■ PROBLEM TO SOLVE
Using the entries below, transcribe exactly the line containing "Warehouse picking: mark the student" and each line that follows it to the end.

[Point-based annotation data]
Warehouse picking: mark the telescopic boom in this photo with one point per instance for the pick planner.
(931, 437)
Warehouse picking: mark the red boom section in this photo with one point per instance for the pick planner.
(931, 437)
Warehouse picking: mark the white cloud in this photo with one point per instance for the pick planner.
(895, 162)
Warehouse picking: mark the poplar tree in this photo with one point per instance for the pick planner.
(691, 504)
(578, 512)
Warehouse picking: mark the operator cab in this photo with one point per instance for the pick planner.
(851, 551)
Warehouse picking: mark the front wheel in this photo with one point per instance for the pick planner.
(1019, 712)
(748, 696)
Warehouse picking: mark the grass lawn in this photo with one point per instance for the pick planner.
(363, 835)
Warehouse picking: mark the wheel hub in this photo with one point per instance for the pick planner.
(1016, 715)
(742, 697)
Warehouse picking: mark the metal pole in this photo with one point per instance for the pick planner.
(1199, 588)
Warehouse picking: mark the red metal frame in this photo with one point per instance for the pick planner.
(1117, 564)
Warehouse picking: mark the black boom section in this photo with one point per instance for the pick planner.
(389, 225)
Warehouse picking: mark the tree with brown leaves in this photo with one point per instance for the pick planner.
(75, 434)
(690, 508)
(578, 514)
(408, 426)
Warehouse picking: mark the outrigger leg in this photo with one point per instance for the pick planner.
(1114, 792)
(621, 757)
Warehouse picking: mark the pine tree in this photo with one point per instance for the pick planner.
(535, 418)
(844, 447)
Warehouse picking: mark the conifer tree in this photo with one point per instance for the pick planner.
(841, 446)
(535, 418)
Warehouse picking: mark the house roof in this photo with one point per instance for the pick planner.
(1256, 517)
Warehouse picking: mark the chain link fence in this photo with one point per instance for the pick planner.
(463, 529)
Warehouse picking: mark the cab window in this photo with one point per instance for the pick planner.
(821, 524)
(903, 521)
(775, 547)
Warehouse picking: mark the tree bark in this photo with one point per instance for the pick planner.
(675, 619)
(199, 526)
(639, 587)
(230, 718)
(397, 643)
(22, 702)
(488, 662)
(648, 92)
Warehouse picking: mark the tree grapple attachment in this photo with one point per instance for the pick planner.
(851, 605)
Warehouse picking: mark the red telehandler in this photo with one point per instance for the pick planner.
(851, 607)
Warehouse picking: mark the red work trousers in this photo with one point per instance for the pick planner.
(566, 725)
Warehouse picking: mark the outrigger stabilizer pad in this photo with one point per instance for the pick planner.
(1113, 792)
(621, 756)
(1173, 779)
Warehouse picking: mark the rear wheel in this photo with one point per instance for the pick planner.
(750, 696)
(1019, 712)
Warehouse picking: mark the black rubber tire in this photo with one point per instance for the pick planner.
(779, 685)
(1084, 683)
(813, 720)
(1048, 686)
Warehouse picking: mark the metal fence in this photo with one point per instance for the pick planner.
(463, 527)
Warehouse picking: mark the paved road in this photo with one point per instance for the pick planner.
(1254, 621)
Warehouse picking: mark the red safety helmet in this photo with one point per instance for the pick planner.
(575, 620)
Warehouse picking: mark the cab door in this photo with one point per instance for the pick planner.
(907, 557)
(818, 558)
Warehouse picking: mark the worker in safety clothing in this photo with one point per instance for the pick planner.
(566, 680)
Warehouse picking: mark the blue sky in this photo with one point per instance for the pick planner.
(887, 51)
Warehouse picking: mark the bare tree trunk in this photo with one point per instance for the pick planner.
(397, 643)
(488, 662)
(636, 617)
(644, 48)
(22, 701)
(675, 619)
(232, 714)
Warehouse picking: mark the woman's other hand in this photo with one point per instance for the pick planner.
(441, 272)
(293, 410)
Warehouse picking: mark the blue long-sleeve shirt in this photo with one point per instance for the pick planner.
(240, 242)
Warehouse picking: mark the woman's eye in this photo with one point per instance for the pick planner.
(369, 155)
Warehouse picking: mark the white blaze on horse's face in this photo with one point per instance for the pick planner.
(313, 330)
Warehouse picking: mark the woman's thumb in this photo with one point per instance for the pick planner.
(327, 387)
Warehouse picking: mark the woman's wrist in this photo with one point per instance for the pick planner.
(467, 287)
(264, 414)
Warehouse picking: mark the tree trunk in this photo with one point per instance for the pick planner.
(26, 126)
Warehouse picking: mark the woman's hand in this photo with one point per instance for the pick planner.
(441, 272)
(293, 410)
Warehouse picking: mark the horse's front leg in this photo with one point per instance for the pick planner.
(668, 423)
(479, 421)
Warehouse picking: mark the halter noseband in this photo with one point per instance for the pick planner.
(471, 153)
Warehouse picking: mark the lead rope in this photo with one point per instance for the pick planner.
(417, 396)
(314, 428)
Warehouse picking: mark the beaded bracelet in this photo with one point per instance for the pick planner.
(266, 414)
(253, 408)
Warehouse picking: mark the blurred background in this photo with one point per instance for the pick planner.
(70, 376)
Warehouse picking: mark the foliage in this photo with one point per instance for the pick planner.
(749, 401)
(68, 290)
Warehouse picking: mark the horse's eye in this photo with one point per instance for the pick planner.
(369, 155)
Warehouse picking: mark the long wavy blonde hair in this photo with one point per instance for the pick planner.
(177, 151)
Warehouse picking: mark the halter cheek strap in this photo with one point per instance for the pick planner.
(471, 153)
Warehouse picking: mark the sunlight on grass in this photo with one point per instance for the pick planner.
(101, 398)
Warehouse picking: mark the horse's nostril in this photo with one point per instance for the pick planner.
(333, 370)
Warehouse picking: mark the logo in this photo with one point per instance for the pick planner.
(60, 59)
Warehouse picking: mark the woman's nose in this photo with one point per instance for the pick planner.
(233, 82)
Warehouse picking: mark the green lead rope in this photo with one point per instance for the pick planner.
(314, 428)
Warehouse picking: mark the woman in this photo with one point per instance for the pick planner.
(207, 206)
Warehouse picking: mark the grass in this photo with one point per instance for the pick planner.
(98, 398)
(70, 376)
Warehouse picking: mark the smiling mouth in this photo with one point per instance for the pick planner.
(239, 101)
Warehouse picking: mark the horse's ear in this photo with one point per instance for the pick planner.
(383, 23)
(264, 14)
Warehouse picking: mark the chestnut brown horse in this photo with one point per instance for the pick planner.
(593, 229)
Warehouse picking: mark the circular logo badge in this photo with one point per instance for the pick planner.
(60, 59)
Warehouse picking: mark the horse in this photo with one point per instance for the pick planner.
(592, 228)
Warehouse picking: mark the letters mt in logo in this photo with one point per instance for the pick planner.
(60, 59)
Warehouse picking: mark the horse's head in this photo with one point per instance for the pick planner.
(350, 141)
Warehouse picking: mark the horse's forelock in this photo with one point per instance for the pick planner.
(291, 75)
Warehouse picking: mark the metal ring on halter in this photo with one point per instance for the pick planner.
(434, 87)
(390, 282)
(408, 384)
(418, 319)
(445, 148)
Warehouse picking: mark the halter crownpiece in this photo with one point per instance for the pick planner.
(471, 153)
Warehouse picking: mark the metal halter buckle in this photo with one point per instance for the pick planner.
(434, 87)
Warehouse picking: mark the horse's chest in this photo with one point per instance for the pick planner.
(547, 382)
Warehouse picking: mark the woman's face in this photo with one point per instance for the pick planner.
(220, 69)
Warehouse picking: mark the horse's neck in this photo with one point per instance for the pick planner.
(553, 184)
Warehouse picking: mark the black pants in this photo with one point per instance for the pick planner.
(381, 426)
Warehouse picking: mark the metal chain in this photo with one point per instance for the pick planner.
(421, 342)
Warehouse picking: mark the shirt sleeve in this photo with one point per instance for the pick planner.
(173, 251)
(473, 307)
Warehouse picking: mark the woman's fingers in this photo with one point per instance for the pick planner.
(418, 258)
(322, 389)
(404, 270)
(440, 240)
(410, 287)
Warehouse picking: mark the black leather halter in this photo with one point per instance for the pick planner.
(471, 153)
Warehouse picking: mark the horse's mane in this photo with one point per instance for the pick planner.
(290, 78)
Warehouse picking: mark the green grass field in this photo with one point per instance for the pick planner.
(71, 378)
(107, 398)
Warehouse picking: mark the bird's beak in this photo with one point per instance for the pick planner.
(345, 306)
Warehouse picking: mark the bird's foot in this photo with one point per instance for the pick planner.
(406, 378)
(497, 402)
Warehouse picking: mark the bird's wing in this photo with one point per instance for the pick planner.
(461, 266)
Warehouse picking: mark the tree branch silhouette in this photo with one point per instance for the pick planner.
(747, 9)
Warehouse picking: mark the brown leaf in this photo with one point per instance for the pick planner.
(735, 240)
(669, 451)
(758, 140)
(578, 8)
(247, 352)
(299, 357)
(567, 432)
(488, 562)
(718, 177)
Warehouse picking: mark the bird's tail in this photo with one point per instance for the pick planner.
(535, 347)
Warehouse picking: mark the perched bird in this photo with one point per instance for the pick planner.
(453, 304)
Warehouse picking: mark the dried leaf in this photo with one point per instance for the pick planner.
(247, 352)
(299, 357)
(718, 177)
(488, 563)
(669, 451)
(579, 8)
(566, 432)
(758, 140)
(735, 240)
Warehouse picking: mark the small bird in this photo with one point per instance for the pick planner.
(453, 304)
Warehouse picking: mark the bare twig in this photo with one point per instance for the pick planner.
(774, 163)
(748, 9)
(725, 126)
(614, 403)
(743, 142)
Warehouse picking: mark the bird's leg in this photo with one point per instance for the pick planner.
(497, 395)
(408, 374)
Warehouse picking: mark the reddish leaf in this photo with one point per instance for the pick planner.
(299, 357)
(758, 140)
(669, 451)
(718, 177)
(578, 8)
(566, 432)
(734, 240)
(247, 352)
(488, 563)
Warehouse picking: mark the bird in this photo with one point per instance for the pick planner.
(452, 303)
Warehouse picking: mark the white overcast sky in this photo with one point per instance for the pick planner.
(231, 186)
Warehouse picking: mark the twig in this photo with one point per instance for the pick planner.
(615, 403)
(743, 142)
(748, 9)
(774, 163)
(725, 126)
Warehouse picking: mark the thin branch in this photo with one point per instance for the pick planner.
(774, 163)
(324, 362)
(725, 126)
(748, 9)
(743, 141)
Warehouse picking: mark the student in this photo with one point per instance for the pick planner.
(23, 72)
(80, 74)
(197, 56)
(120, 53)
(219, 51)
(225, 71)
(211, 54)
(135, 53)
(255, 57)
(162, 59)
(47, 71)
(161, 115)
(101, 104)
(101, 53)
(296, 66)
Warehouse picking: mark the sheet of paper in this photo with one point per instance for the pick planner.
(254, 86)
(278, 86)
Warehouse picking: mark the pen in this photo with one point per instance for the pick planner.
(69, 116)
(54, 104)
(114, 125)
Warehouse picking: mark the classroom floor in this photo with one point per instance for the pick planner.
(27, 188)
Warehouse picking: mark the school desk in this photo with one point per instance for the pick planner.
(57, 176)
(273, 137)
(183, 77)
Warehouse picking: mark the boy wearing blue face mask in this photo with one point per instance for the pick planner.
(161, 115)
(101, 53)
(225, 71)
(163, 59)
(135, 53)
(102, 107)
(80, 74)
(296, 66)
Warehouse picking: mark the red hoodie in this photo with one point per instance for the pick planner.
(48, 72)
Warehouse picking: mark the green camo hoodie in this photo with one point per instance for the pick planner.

■ EXERCISE ANSWER
Warehouse picking: mark the student in this photo with one point per instance for the pick planner.
(23, 72)
(80, 74)
(197, 56)
(120, 53)
(219, 51)
(225, 71)
(211, 54)
(135, 53)
(255, 57)
(162, 59)
(47, 71)
(161, 115)
(101, 104)
(101, 53)
(296, 66)
Warehouse picking: mark the sheet of paper in this photo with one point per instance for the pick planner.
(254, 86)
(278, 86)
Warehouse picking: mark the pen in this photo with one point per instance for the pick planner.
(69, 116)
(54, 104)
(114, 125)
Warehouse picking: mark the classroom floor in this photo with one point per instance for the pick planner.
(27, 188)
Warehouse picking: mark the school desk in this photo with one point per instance for the pick planner.
(57, 176)
(273, 137)
(183, 77)
Warehouse picking: mark the boy wearing blue face mask in this photo with one point per instance for the pick planner.
(161, 115)
(101, 53)
(225, 71)
(163, 59)
(135, 53)
(102, 107)
(80, 74)
(296, 66)
Warehouse picking: mark the red hoodie in this photo with one point per instance for the pick planner.
(48, 72)
Warehouse picking: mark the green camo hoodie in this photo with one point per instance for the pick planner.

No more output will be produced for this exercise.